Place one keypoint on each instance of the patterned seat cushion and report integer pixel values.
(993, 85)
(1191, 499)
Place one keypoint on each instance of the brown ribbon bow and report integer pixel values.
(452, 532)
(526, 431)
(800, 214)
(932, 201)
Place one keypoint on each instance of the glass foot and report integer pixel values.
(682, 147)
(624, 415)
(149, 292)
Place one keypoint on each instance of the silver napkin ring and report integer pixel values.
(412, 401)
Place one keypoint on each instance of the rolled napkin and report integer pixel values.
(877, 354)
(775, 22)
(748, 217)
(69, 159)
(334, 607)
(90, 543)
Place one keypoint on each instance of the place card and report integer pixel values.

** PROBLEM STATEMENT **
Please quote exactly the lines from the one containing "Place one keypoint on each instance of the brown" through the last line of the records above, both included, and nothing else.

** ANSWER BELOW **
Place one keypoint on each instance of the brown ribbon bow and report integer pixel values.
(452, 532)
(526, 431)
(800, 214)
(932, 201)
Place one keypoint on each instance of the glass foot and report integer pixel values.
(682, 147)
(624, 415)
(149, 292)
Place one keypoint on each instance of the silver napkin ring and report integer pixel values.
(412, 401)
Place one keypoint on each instance of the rolled napkin and report integer pixel values.
(877, 354)
(775, 22)
(748, 217)
(69, 159)
(334, 607)
(90, 543)
Place one keypoint on each instance of the place card and report integer pixel values.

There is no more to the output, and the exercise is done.